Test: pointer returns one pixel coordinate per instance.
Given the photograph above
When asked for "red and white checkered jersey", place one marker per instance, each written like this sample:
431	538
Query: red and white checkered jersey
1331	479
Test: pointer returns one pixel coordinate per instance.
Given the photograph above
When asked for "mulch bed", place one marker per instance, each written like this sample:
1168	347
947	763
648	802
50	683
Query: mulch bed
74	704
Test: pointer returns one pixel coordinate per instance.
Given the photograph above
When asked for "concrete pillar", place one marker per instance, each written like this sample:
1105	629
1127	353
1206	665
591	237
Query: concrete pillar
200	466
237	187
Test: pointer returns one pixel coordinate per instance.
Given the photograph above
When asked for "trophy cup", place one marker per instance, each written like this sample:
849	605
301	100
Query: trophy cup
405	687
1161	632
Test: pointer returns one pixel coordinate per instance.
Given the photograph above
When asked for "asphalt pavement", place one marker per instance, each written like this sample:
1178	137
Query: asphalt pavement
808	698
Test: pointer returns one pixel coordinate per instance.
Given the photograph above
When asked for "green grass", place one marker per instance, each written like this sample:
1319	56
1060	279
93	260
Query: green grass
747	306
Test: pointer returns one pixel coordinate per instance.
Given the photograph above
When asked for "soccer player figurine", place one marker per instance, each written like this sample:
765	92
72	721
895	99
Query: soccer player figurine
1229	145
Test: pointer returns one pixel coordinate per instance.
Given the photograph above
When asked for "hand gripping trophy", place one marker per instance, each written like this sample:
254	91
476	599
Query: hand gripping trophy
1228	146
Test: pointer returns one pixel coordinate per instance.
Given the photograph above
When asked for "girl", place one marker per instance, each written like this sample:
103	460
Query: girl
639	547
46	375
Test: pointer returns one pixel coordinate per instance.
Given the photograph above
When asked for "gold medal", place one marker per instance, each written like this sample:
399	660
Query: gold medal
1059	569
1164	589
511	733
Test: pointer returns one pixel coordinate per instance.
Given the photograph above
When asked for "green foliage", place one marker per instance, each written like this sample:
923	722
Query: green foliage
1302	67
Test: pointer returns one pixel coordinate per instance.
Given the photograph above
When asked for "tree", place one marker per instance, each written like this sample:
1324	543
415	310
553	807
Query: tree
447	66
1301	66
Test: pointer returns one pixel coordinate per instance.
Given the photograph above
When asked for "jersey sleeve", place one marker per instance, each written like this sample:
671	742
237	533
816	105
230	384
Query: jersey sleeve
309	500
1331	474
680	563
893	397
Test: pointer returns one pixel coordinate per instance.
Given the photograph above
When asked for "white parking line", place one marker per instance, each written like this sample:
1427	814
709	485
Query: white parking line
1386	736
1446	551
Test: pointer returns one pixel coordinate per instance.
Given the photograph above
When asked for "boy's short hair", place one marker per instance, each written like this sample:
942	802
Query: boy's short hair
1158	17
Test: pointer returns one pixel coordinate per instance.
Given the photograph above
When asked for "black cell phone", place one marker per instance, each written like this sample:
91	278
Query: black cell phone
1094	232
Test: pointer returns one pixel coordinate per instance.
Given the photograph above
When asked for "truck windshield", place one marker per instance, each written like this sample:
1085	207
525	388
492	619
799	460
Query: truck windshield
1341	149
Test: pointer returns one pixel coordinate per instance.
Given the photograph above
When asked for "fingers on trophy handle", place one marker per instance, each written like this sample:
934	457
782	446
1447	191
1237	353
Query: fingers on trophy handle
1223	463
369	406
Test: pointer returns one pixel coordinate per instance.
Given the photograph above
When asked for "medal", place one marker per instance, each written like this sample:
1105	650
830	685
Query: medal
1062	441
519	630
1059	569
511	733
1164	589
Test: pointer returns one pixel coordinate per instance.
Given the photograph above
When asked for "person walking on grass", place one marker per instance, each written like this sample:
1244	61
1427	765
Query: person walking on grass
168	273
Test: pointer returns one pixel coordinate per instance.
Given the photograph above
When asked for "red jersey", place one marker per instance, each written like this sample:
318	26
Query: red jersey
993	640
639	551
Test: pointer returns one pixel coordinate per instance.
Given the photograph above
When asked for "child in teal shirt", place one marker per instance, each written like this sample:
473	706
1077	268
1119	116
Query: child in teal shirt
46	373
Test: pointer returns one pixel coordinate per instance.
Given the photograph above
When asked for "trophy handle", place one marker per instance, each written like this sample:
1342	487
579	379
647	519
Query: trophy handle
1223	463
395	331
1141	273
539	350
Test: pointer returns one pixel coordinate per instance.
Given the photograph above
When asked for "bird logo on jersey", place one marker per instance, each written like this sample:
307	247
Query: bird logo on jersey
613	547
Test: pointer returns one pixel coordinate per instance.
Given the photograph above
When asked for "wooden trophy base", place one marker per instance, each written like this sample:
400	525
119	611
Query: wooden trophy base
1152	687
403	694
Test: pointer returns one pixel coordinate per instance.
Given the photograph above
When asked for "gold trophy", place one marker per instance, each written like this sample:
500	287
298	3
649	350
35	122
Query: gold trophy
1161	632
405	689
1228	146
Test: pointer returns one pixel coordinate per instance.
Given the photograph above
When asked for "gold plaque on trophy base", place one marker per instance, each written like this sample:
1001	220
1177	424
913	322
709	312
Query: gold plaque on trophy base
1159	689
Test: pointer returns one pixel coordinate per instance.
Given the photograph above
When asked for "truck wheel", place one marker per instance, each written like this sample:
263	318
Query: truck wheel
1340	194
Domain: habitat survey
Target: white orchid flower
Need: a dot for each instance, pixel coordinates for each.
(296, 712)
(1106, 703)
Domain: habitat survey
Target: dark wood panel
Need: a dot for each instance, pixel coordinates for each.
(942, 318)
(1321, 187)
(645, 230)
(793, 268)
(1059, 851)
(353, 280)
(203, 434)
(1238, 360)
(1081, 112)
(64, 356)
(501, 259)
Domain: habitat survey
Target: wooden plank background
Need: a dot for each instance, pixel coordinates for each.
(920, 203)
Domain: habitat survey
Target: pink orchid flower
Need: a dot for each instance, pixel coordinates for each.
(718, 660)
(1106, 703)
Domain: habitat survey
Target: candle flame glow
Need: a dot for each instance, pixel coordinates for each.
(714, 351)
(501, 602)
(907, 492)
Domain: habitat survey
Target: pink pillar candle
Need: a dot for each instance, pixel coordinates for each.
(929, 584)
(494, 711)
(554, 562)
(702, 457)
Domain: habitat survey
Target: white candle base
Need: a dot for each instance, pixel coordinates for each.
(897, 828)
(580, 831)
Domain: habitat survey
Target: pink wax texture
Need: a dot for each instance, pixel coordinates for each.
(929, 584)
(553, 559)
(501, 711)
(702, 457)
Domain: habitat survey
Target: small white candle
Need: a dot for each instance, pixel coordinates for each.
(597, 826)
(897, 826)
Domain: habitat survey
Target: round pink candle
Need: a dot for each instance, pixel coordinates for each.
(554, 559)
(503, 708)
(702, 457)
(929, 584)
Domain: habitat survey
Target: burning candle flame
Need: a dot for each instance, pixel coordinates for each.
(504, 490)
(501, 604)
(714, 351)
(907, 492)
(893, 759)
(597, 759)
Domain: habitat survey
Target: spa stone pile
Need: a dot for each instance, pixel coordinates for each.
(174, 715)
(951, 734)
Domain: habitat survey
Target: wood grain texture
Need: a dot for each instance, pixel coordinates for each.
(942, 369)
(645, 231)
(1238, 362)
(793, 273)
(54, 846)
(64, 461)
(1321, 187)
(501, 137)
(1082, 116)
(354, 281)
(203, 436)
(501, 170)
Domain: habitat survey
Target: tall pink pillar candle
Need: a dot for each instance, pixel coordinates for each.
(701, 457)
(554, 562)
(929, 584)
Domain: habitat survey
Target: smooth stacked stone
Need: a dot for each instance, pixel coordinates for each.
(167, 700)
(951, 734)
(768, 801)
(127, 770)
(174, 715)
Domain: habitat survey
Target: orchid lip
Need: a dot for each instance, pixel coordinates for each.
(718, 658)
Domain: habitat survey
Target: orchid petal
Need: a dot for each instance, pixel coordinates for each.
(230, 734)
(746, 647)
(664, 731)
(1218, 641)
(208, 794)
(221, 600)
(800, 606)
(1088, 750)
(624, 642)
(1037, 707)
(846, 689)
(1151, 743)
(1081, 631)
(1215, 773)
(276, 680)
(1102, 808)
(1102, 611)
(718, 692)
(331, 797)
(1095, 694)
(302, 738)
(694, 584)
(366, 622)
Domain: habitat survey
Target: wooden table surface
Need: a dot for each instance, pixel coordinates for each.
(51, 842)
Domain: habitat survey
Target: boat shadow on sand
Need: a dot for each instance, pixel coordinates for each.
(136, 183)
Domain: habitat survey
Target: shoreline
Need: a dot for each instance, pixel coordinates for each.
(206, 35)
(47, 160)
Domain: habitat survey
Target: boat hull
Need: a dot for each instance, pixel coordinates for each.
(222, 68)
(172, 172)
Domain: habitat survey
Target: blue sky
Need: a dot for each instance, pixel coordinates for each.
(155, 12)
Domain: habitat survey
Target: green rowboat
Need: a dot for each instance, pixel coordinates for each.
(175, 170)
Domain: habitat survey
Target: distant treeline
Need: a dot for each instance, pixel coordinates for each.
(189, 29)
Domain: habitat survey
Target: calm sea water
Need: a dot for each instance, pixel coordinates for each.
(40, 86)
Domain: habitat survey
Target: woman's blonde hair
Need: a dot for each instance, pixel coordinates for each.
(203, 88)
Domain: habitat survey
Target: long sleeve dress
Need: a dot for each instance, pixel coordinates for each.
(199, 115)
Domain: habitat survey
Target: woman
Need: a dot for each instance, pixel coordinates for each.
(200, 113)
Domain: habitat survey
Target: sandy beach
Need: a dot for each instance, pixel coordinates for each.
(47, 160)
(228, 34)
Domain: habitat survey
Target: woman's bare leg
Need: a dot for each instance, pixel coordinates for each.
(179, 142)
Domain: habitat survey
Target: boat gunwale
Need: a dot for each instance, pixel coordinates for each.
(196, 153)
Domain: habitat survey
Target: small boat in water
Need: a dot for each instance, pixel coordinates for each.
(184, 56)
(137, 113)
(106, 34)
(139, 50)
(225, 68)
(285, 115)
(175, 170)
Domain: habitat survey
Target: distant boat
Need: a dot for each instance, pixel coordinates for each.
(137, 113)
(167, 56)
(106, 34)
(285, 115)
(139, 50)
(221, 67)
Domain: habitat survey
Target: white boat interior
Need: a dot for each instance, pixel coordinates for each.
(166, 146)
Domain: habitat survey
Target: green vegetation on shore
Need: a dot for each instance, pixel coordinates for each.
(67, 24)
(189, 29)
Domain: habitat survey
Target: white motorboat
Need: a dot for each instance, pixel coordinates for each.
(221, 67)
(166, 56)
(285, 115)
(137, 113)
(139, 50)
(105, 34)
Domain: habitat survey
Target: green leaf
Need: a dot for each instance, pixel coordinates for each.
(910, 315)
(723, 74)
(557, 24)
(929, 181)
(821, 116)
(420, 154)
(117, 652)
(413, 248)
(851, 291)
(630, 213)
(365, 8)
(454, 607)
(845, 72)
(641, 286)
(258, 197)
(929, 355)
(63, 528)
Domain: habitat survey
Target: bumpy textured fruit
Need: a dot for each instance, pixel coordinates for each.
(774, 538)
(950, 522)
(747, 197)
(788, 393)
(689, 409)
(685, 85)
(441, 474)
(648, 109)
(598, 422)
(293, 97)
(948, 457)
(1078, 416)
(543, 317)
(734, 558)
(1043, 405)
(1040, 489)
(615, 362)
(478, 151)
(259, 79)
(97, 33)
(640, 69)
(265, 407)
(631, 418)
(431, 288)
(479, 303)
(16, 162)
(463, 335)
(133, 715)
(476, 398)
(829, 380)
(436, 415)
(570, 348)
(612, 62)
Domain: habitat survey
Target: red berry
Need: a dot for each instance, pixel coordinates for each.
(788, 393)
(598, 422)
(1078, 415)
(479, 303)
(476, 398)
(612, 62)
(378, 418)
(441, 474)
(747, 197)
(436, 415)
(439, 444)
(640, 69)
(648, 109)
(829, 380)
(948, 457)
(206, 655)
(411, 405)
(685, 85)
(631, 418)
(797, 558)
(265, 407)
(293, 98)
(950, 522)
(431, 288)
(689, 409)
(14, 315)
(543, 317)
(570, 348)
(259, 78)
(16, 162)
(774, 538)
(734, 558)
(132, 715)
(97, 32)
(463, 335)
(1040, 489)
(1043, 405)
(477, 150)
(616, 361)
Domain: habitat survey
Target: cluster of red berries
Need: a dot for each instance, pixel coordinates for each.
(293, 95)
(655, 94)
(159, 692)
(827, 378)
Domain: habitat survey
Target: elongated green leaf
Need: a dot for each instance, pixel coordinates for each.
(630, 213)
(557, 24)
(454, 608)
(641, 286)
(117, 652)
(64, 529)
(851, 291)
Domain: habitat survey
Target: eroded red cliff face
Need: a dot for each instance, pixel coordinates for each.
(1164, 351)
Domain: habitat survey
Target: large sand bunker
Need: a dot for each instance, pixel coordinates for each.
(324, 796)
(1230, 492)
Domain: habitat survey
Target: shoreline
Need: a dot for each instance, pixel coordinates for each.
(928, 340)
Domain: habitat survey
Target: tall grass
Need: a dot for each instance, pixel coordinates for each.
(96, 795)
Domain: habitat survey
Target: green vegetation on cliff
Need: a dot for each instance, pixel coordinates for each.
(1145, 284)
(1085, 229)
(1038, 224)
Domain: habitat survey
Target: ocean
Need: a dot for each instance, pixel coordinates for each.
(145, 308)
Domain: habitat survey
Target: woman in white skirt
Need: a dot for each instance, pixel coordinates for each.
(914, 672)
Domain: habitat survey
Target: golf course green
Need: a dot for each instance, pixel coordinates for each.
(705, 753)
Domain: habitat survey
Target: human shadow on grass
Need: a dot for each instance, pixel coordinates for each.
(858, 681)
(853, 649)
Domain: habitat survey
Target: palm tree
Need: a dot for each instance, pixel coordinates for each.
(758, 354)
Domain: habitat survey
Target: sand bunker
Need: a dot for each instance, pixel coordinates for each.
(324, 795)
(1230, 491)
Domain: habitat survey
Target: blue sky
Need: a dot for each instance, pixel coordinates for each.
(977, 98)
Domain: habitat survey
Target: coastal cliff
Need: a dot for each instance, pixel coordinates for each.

WHAT NEEDS TO BE DONE: The lines to copy are those in the listing that contain "pink".

WORKED SOLUTION:
Target: pink orchid flower
Target: pink pillar candle
Target: pink wax texture
Target: round pink candle
Target: tall pink pillar candle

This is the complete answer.